---------- Tekstfragment ----------

7 Welnu, na al deze punten met betrekking tot heiliging en hoe ze wordt verkregen, te hebben beschouwd, vragen wij ons af welke plaats de opzichtige clericale ceremoniën bij dit alles innemen? Ze nemen helemaal geen plaats daarbij in. Ze hebben niets te maken met de heiliging welke in de Bijbel wordt geleerd. Ze zijn uitvindingen van mensen en dagtekenen rechtstreeks uit het heidendom, terwijl ze door de verbeelding van moderne heidense aanbidders zijn opgesierd om indruk op de mensen te maken en hen te misleiden. Een van de treffendste bewijzen, behalve de Bijbel, dat de vermeende heiliging door middel van de kinderlijke ceremoniën van de orthodoxe Christenheid vals is en de huichelachtige schijnheiligheid alleen maar vergroot, wordt gevonden in het feit dat de Christenheid in al haar afdelingen op moreel gebied slecht, rot en corrupt is, Jehovah God smaad aandoet, tegen hem en, niet voor hem en zijn zaak strijdt, degenen die de mensen trachten te onderwijzen in de reine beginselen van Gods heilige Woord, tot het uiterste vervolgt, en in de nabije strijd van Armageddon tot de vernietiging is gedoemd hetgeen door Jehovah’s voornaamste rechtvaardiger, Christus Jezus, bewerkt zal worden. Zowel haar heidense en valse leerstellingen van zogenaamde „heiliging,” als andere leerstellingen en gebruiken, vinden geen enkele ondersteuning in de Schrift. Zij maken zich schuldig aan een groot kwaad ten aanzien van de mensen in het algemeen omdat zij de waarheid van Gods Woord, de Bijbel, betreffende ware heiligheid voor de ogen van het volk verbergen. De leiders en het volk delen in hun gemeenschappelijke schuld doordat zij Gods naam smaad aandoen.

8. Wat moeten zij die aan rechtvaardigheid zijn toegewijd, doen?

8 In onze beschouwing van heiliging behoeven wij niet verward of ontmoedigd te zijn door wat de orthodoxe religie heeft gedaan met deze gouden uitdrukking welke in Gods Woord wordt gevonden en zo vol betekenis is, terwijl ze voor een Christen een noodzakelijk vereiste inhoudt. Gij die aan rechtvaardigheid zijt toegewijd, kunt het u geen ogenblik veroorloven mee te gaan met de oude wereld, dit oude samenstel van dingen, en haar maatstaven, haar leerstellingen of haar praktijken. Blijf rein. Handhaaf uw heiliging en uw hoop op heiliging tot leven.

HOE GEHANDHAAFD?

9. Waarop vestigt Paulus de aandacht met betrekking tot zelfbeheersing?

---------- Verzameld materiaal ----------

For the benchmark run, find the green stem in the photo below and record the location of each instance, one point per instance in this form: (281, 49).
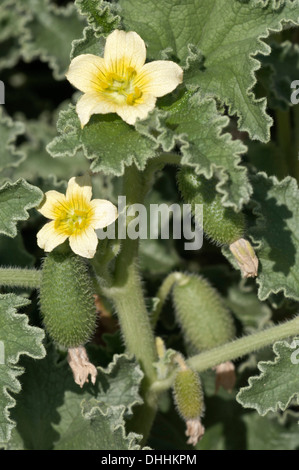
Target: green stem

----------

_Opdrachten_.
a - Klopt elk van deze beweringen met het tekstfragment over heiliging? Antwoord telkens met ja of nee en citeer de woorden uit de tekst die de doorslag geven. (i) De clericale ceremoniën komen uit het heidendom. (ii) Alleen de leiders dragen schuld, het volk niet. (iii) Wie aan rechtvaardigheid is toegewijd, mag af en toe meegaan met de maatstaven van de oude wereld.
b - Schrijf het tekstfragment over heiliging verder vanaf het punt waar het ophoudt.

_Antwoorden_.
a -
(i) Ja: „Ze zijn uitvindingen van mensen en dagtekenen rechtstreeks uit het heidendom”
(ii) Nee: „De leiders en het volk delen in hun gemeenschappelijke schuld”
(iii) Nee: „kunt het u geen ogenblik veroorloven mee te gaan met de oude wereld”

b -
9 Een van de dingen waarop Paulus de aandacht vestigt wanneer hij aan de Thessalonicenzen schrijft met betrekking tot zelfbeheersing, is het volgende: „Dat een ieder van u zou weten hoe hij in heiliging en eer in het bezit moet komen van zijn eigen vat, niet in hebzuchtige sexuele begeerte zoals ook de natiën hebben die God niet kennen; dat niemand zo ver gaat dat hij zijn broeder in deze aangelegenheid schade berokkent en inbreuk doet op de rechten van zijn broeder in deze aangelegenheid, want Jehovah is een persoon die straf eist voor al deze dingen, evenals wij u vooraf hebben verteld en u ook een grondig getuigenis hebben gegeven” (1 Thess. 4:4-6, NW). (Een soortgelijk gebruik van het woord „vat” is waar in Handelingen 9:15 Saulus een „uitverkoren vat” wordt genoemd.)

10. Hoe is het woord „vat” hier gebruikt, en in welk opzicht is zelfbeheersing een noodzakelijk vereiste?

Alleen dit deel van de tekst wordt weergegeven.